▶ [Excerpt]
^^^^
Yeah, he talks about the Eagle Mountain area before it had houses on it. The tips at the start are spot on though and most of the spots are still good.


----------



## swbuckmaster

phorisc said:


> ahh thats good to know...so you would have to do some archery coyote hunting


Ah did you not read my post. he's incorrect


----------



## ridgetop

swbuckmaster said:


> Ah did you not read my post. he's incorrect


I killed a huge yote up there by Mill D a few years ago with my shotgun.


----------



## AKfisher

longbow said:


> You and a buddy should go out into the west desert one night and stop every so often and howl. Once you get a howl, stop howling and move on. Mark the spots on a map/gps where you heard the howls and come back in the daylight. Your approach and your setup is very, very important. I've called in coyotes to the cadence of Yankee Doodle Dandy through my call just to prove a point. Don't worry about being a perfect caller,(just yet).
> I wish I knew where you're from or how far you're willing to travel. Maybe I could recommend some spots that I can't hunt anymore. (Alaska's kinda far away)
> 
> P.S. Look for stands of pinion/juniper. For some reason I've had great luck in the trees.


You got some recommendations for AK yotes? I’m new and will take what advice I can get.


----------
^^^^
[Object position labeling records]

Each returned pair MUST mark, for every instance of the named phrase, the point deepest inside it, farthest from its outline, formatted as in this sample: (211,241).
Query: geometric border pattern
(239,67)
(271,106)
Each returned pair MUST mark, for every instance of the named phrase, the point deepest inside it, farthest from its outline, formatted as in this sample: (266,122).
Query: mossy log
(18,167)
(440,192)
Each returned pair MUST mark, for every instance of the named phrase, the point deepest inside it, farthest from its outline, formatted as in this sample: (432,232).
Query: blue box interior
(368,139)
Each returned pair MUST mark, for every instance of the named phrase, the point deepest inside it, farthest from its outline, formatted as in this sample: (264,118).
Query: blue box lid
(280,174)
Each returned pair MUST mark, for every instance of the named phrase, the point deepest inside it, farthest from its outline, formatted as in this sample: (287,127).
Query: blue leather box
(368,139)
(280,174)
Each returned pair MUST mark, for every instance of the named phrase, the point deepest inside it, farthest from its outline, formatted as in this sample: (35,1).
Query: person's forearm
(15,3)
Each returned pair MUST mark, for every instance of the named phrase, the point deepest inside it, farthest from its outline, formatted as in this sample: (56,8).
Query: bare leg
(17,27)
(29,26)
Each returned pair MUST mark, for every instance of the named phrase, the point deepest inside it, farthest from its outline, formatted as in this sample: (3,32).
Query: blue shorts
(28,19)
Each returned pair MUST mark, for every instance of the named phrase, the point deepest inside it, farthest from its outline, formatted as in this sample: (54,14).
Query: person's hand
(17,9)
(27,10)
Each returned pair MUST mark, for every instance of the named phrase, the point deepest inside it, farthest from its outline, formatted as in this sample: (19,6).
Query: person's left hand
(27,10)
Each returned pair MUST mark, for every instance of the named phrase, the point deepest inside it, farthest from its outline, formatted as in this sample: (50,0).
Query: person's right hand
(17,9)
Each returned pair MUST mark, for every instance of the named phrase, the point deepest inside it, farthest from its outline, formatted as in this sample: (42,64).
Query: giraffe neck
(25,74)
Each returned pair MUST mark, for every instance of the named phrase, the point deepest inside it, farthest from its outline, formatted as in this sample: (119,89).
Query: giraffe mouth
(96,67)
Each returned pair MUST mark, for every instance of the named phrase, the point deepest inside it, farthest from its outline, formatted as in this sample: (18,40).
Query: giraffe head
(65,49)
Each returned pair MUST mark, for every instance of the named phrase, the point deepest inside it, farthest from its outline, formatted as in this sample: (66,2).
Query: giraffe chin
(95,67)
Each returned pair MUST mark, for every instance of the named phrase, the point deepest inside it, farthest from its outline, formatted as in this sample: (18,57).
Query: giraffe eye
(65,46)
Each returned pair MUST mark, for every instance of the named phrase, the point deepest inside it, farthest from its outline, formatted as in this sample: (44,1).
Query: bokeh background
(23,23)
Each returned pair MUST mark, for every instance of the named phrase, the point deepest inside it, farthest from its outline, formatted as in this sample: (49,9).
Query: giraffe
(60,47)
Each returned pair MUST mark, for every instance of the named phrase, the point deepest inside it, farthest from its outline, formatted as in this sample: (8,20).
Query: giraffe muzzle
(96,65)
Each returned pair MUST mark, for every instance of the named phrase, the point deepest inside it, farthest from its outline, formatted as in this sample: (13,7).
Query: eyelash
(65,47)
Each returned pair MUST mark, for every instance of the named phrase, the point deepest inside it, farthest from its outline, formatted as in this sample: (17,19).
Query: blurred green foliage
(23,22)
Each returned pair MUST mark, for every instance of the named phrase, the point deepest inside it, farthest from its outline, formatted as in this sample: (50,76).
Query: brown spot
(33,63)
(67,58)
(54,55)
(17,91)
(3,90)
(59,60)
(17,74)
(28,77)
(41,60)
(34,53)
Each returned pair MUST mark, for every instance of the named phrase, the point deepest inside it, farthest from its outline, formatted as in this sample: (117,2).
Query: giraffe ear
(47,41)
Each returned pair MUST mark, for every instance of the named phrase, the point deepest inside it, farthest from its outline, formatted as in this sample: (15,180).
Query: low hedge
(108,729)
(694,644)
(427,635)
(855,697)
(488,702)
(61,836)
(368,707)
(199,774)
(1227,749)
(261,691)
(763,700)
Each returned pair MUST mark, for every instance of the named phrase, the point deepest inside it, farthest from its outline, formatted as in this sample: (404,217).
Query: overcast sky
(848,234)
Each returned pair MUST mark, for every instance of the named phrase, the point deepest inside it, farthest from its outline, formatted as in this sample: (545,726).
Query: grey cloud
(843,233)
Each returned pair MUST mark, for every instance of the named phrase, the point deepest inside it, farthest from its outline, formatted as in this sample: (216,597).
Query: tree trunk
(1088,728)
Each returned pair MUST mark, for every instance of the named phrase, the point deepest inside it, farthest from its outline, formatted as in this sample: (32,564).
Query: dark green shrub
^^^^
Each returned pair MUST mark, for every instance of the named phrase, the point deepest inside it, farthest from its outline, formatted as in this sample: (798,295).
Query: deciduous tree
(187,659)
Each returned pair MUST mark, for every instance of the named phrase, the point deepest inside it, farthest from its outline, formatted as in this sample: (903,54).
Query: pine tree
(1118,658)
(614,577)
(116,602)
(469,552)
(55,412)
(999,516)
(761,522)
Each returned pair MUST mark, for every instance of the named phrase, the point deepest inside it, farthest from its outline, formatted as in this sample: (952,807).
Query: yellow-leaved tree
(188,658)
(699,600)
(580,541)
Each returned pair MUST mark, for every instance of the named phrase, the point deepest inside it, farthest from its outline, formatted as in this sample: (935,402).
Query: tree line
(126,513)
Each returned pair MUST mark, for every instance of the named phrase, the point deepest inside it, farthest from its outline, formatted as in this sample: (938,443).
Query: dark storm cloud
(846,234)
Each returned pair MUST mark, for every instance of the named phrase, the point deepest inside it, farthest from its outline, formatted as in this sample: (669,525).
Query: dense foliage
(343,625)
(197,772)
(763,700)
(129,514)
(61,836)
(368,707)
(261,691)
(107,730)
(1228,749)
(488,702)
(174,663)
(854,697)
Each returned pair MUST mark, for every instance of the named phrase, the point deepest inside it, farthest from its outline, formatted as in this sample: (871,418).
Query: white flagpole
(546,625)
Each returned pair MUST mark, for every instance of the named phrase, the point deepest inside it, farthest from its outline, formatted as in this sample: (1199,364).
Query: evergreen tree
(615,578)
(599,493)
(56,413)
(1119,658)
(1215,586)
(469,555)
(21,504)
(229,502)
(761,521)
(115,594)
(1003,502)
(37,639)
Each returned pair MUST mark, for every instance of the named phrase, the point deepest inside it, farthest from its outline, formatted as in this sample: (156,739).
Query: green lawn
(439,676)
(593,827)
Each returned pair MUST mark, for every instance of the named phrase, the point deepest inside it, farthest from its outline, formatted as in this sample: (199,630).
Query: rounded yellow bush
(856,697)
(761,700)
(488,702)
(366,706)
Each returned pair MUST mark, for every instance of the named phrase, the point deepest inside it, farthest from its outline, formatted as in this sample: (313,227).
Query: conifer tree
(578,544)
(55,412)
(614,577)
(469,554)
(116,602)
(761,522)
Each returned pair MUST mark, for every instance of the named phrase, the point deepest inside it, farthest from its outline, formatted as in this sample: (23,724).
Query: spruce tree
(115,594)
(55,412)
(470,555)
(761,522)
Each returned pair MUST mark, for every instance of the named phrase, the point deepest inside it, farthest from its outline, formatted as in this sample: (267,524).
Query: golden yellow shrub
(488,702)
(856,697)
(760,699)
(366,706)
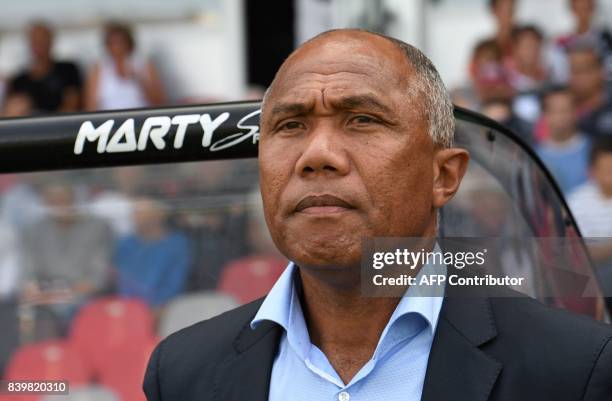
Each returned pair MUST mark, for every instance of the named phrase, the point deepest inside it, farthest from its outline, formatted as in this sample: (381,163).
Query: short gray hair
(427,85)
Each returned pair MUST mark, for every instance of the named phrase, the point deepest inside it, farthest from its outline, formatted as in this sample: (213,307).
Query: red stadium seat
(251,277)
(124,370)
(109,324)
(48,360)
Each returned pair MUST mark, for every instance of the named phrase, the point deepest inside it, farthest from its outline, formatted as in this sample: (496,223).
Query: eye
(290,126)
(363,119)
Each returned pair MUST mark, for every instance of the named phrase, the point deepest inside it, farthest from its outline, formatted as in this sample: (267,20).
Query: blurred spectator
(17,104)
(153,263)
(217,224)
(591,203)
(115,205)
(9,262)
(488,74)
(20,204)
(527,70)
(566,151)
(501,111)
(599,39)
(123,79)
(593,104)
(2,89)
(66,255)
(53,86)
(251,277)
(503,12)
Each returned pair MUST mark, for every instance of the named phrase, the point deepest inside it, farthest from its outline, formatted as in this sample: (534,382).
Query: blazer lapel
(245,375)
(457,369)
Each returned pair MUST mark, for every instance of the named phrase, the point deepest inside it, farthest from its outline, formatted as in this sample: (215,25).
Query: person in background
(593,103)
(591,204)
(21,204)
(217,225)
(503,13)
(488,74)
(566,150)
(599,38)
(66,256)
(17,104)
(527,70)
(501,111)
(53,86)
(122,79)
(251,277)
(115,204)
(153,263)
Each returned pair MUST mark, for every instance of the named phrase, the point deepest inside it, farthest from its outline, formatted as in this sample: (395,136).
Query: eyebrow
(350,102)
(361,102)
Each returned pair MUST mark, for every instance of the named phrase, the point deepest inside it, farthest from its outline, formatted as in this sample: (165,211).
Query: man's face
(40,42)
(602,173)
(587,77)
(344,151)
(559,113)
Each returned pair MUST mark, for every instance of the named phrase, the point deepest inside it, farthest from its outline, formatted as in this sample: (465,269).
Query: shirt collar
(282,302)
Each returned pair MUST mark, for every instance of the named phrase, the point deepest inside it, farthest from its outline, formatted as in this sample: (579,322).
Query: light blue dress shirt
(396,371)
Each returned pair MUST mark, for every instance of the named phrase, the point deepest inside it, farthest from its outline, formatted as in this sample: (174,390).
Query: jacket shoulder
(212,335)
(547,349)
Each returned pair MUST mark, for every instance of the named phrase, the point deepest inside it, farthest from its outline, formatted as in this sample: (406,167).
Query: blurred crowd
^^^^
▶ [Given task 1]
Output the passage of the coyote hunting thread that begins at the words "Yeah, he talks" and stops after the words "are still good.".
▶ [Given task 2]
Summarize the coyote hunting thread in two sentences.
▶ [Given task 3]
Answer these questions from the coyote hunting thread.
(a) What weapon did ridgetop use to kill a coyote by Mill D?
(b) To the cadence of what tune has longbow called in coyotes?
(c) In stands of what trees has longbow had great luck?
The records are separate from the coyote hunting thread and unrelated to it.

▶ [Problem solution 1]
Yeah, he talks about the Eagle Mountain area before it had houses on it. The tips at the start are spot on though and most of the spots are still good.

▶ [Problem solution 2]
Longbow advises howling at stops in the west desert at night, marking where howls answer, and returning in daylight, and says approach and setup matter more than perfect calling, with good luck found in pinion/juniper stands. Ridgetop reports killing a huge coyote near Mill D with a shotgun, and AKfisher, who is new, asks for recommendations for coyotes in Alaska.

▶ [Problem solution 3]
(a) A shotgun.
(b) Yankee Doodle Dandy.
(c) Pinion/juniper.